##### RECORDS FOR THE EXERCISE #####
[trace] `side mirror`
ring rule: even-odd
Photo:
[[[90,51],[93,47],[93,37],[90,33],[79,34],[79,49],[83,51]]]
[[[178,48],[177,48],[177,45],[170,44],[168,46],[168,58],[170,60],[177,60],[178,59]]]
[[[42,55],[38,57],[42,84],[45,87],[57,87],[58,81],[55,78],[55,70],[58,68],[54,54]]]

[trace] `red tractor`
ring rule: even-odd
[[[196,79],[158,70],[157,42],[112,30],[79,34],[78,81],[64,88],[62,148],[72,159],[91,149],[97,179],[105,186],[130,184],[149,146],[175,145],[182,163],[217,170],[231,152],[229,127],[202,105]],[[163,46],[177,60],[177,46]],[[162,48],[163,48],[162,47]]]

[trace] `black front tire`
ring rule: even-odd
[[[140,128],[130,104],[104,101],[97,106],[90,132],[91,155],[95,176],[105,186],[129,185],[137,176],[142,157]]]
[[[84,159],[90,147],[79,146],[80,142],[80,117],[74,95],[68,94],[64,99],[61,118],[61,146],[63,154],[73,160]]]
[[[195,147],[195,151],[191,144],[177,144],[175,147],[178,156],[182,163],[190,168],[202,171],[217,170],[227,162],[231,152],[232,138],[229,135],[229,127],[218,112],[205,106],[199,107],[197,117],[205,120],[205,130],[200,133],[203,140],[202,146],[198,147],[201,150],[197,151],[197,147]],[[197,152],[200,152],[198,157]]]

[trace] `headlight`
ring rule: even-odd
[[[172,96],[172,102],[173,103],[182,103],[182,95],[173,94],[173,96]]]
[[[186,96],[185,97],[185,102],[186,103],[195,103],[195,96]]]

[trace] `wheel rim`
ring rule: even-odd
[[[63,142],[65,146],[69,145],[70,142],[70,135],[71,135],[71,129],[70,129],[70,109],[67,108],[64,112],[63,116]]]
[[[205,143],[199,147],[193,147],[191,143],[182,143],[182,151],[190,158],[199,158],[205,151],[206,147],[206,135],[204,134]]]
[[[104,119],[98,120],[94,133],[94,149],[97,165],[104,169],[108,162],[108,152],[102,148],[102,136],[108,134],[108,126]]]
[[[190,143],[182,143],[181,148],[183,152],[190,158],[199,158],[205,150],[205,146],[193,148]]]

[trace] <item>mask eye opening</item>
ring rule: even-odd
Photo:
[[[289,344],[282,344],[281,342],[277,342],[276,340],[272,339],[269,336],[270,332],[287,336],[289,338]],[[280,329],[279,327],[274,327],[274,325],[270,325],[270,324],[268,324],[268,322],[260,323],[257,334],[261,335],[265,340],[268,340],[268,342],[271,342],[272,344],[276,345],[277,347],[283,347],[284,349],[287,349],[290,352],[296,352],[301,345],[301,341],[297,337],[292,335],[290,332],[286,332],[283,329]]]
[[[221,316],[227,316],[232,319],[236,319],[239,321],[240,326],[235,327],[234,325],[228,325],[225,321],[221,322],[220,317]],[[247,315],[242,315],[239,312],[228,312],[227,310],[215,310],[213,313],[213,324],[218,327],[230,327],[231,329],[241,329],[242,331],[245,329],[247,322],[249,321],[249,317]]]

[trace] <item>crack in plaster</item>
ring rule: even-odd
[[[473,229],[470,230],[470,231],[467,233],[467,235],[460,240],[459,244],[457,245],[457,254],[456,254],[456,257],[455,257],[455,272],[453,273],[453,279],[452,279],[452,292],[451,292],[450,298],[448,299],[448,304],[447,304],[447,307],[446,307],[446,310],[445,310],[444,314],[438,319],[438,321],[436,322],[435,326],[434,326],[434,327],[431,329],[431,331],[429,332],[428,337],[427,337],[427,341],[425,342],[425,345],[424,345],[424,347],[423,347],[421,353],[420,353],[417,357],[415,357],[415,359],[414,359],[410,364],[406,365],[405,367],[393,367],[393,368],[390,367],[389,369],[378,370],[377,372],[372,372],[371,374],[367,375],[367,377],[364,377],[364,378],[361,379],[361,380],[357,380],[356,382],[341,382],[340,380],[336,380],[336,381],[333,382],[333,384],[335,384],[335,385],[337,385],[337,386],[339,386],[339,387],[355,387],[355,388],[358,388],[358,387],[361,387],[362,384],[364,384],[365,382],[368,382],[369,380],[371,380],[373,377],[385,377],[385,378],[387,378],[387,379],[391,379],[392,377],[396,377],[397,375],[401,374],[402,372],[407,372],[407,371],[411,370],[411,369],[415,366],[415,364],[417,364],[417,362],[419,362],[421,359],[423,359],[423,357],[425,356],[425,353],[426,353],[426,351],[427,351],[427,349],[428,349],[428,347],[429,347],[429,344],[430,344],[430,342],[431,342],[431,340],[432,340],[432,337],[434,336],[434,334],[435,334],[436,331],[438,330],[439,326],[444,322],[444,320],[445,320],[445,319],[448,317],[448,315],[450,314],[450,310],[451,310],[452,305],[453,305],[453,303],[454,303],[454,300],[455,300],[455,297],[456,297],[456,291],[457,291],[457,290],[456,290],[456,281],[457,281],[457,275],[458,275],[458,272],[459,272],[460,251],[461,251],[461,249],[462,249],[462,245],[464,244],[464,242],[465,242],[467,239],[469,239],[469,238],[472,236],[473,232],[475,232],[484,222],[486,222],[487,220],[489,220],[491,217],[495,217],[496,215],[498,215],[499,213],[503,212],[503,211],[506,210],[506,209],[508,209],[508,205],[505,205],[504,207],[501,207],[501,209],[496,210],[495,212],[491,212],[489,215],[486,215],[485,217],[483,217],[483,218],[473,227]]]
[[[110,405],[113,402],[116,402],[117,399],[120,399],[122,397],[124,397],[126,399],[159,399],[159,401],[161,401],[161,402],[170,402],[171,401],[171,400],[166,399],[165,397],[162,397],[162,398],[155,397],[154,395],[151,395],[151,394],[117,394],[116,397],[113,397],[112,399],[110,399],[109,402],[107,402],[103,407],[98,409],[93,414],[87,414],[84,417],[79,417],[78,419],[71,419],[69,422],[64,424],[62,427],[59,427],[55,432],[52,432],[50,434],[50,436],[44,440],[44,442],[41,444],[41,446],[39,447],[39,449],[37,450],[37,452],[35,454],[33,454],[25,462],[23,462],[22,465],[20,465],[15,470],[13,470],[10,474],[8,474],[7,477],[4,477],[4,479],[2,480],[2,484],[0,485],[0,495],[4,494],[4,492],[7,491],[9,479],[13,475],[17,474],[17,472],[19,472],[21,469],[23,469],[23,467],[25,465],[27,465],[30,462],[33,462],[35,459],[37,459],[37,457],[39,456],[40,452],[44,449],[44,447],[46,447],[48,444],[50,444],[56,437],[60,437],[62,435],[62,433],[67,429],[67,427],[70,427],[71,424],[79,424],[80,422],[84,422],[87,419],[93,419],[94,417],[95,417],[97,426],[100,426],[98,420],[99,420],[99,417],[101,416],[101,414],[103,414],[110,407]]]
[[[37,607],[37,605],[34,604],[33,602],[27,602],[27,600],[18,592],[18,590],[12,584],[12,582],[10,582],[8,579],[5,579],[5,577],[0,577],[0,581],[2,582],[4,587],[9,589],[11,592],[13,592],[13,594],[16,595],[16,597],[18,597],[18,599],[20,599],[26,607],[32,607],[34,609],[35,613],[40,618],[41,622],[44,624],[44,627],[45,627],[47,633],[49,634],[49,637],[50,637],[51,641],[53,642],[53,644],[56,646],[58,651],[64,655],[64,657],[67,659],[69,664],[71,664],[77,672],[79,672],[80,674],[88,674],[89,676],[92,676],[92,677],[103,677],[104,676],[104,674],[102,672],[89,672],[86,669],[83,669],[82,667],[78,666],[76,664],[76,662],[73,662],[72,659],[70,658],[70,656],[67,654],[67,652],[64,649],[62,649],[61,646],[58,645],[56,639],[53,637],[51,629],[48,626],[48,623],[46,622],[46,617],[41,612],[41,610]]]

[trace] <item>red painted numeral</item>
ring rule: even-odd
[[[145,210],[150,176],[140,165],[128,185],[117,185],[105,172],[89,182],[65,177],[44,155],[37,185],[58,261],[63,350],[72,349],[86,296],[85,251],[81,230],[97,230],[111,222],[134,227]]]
#####
= WORK REQUIRED =
For the listing above, say how many lines hold the string "item". Give only that number.

= OUTPUT =
3